Quote the listing below in its entirety.

——

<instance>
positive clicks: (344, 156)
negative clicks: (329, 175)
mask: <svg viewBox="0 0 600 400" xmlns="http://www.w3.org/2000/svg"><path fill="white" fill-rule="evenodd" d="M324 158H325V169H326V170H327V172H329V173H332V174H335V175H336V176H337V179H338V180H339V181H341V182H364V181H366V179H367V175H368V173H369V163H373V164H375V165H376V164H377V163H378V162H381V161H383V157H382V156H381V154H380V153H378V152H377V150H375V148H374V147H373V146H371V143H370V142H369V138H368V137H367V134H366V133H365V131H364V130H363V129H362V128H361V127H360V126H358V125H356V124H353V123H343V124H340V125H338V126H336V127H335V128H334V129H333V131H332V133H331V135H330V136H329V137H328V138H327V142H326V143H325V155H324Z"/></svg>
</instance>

——

* SOLUTION TO THIS PROBLEM:
<instance>
positive clicks: (344, 156)
negative clicks: (329, 175)
mask: <svg viewBox="0 0 600 400" xmlns="http://www.w3.org/2000/svg"><path fill="white" fill-rule="evenodd" d="M324 158H325V169H326V170H327V172H329V173H332V174H335V175H336V176H337V179H338V180H339V181H341V182H364V181H366V179H367V175H368V173H369V163H373V164H375V165H376V164H377V163H378V162H381V161H383V157H382V156H381V154H380V153H378V152H377V150H375V148H374V147H373V146H371V143H370V142H369V138H368V137H367V134H366V133H365V131H364V130H363V129H362V128H361V127H360V126H358V125H356V124H353V123H343V124H340V125H338V126H336V127H335V128H334V129H333V131H332V133H331V135H330V136H329V137H328V138H327V142H326V143H325V155H324Z"/></svg>
</instance>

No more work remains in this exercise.